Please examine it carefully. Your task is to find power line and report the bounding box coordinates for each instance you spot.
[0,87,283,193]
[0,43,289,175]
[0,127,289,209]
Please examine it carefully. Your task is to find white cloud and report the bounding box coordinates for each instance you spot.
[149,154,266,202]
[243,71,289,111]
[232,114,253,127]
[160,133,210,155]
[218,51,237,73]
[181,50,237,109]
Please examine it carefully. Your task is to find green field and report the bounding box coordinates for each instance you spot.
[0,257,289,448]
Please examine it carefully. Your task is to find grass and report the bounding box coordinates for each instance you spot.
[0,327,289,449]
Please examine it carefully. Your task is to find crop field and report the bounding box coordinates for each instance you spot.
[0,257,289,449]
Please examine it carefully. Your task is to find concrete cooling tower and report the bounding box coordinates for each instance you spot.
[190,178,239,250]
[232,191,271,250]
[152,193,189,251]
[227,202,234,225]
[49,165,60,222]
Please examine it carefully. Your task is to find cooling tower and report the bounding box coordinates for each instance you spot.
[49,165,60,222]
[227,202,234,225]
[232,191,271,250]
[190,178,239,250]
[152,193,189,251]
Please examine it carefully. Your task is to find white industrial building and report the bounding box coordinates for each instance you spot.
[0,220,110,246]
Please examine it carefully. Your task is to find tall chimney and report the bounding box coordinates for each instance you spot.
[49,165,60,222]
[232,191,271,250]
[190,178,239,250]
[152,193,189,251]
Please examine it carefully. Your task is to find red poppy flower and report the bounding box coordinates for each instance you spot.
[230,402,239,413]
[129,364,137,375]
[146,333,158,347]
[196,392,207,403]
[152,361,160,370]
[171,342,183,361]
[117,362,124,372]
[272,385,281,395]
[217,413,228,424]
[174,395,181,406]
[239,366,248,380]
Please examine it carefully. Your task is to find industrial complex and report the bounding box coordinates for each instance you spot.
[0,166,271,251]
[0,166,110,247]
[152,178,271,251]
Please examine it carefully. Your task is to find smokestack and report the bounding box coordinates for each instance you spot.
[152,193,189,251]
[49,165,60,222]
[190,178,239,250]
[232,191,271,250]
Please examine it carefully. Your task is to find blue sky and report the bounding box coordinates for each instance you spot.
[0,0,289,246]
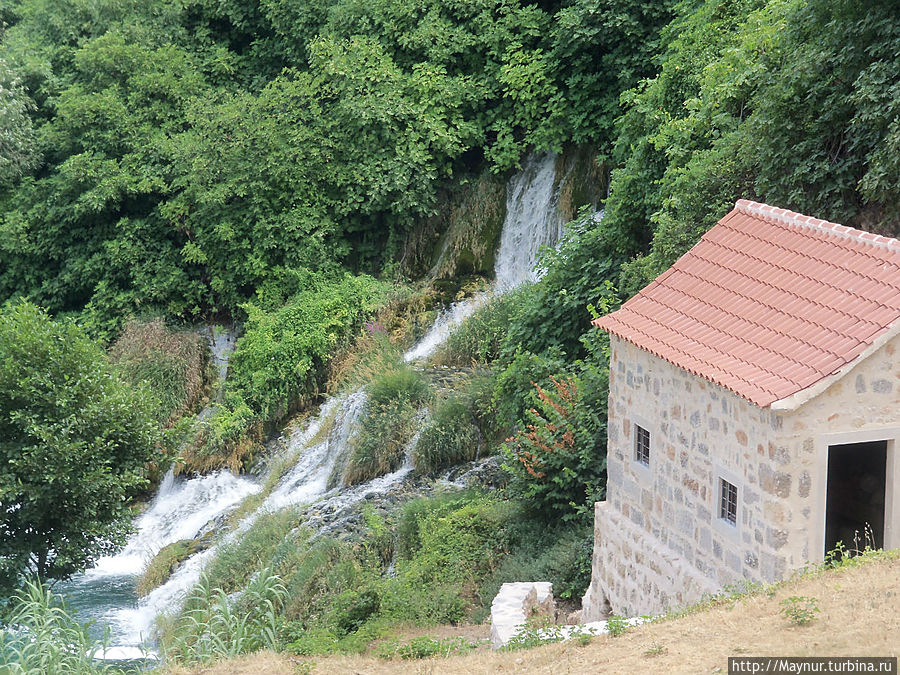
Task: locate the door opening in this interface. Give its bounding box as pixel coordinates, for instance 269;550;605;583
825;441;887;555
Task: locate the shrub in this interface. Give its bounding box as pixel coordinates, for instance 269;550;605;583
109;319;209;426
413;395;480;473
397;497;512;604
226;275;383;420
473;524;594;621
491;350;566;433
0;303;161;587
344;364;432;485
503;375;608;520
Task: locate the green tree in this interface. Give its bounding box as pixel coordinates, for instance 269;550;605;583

■ EXERCISE
Print all the records again exactly; do not include any picture.

■ SOLUTION FOR THIS EXERCISE
Please examine it carefully. Your task is to find power line and report the bounding box coordinates for each instance you spot.
[0,87,283,193]
[0,43,289,175]
[0,127,289,209]
Please examine it carefully. Your task is to find white cloud and report the bounding box coordinates for each instance you spot.
[149,154,266,202]
[243,71,289,111]
[232,114,253,127]
[160,133,210,155]
[218,51,237,73]
[181,50,237,109]
Please examine it carefully. Your task is to find green field and report the bounding box coordinates for each instance you spot.
[0,257,289,448]
Please examine it carefully. Your task is to find grass and report the bounding box coordinates for each instance you spot.
[0,327,289,449]
Please examine it carefully. Your task is to find crop field and report the bounding box coordinates for each instance you spot.
[0,257,289,449]
Please examine it carefully. Your task is to find concrete cooling tower and report the bounding box coordinates for each instance you spot.
[190,178,239,250]
[232,191,271,250]
[152,193,189,251]
[227,202,234,225]
[49,165,60,222]
Please examine it carefully. Your task is to find cooling tower and report the bounding box coordinates for each instance you spot.
[49,165,60,222]
[227,202,234,225]
[232,191,271,250]
[190,178,239,250]
[152,193,189,251]
Please examine it carefully. Your task is to find white industrial building and report the bounding box coordinates for each instance you spot.
[0,220,110,246]
Please examine it carefully. Your task is to find tall chimney and report the bounding box coordinates for each instance you spot.
[49,165,60,222]
[232,191,271,250]
[190,178,239,250]
[152,193,189,251]
Please examine it carefully. Your task is to find red poppy flower and report the bounding box coordinates for each instance you spot.
[230,402,239,413]
[129,364,137,375]
[146,333,158,347]
[196,392,207,403]
[152,361,160,370]
[171,342,183,361]
[117,362,124,372]
[272,385,281,395]
[217,413,228,424]
[174,395,181,406]
[239,366,248,380]
Please examine it carefully. Your task is to find industrial complex and report the bounding box coordinates for each instance you spot.
[0,166,271,251]
[0,166,110,247]
[152,178,271,251]
Please examine it carefully. Your task is to find smokestack and report the bounding box coordinates for each instance you spot.
[152,193,189,251]
[49,165,60,222]
[190,178,239,250]
[232,191,271,250]
Please examine it carefully. Your task is to find blue sky and report the bounding box coordinates for each instance you spot.
[0,0,289,246]
Task: locate the door opening in this interface. Give its bounding box as pixel coordinates, for instance 269;550;605;583
825;441;887;555
Task: locate the shrub in this interface. Give its bounding box as pixel coordinates, for instance 269;550;605;583
109;319;209;426
413;395;480;473
397;497;512;604
226;275;383;420
473;524;594;621
491;350;566;433
0;303;161;587
344;364;432;485
503;375;608;520
Task: locate the green tree in this interface. Give its bounding box as pixel coordinates, for instance 269;550;605;583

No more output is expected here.